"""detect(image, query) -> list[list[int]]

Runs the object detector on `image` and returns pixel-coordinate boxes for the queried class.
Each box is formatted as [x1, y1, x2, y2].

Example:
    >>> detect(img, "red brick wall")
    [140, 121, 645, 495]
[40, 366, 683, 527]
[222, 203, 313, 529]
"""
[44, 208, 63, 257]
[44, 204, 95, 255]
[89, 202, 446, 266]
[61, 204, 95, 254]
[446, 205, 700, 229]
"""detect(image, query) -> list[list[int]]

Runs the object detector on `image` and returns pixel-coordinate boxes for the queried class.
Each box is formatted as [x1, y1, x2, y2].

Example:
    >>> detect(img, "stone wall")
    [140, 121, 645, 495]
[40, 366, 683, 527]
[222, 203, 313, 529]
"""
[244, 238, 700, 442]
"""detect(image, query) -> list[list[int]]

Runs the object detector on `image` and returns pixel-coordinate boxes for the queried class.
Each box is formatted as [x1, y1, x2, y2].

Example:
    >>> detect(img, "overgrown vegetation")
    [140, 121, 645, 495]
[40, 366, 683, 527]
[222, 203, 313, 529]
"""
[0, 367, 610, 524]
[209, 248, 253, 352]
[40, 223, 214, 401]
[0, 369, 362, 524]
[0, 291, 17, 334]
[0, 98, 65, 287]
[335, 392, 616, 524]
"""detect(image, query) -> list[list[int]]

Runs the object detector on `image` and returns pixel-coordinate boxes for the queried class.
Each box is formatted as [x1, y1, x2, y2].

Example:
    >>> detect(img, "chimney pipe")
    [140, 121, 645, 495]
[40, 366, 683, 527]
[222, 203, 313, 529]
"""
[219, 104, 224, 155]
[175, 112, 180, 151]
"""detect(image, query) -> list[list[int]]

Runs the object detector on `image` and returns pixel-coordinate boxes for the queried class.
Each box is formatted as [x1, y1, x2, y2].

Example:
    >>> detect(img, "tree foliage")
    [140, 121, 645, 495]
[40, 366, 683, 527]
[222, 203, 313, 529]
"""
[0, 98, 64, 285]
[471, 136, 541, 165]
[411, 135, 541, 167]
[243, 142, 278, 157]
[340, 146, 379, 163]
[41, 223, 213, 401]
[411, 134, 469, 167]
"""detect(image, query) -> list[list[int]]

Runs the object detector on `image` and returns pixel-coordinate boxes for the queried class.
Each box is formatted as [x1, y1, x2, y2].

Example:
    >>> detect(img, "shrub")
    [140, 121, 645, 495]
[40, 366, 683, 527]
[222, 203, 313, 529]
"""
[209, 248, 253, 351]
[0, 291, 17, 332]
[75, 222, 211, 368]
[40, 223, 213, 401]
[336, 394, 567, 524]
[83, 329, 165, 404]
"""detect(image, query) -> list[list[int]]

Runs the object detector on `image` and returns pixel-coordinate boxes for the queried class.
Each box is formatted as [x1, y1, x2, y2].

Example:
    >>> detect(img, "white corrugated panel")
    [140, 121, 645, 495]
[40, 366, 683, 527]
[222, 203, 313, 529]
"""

## Problem to solve:
Return the lines exactly as they appear, from the start of the records through the line that contains "[446, 205, 700, 229]", including both ends.

## Response to the task:
"""detect(image, query) -> list[list[int]]

Runs the object detector on `image` and returns pixel-coordinate boxes for the queried class.
Each box is formatted as [x1, y1, x2, y2].

Example:
    >>> detect(img, "red brick wall")
    [140, 121, 645, 495]
[40, 366, 683, 527]
[222, 203, 313, 529]
"""
[44, 208, 63, 257]
[44, 204, 95, 255]
[89, 202, 446, 266]
[61, 204, 95, 254]
[446, 205, 700, 229]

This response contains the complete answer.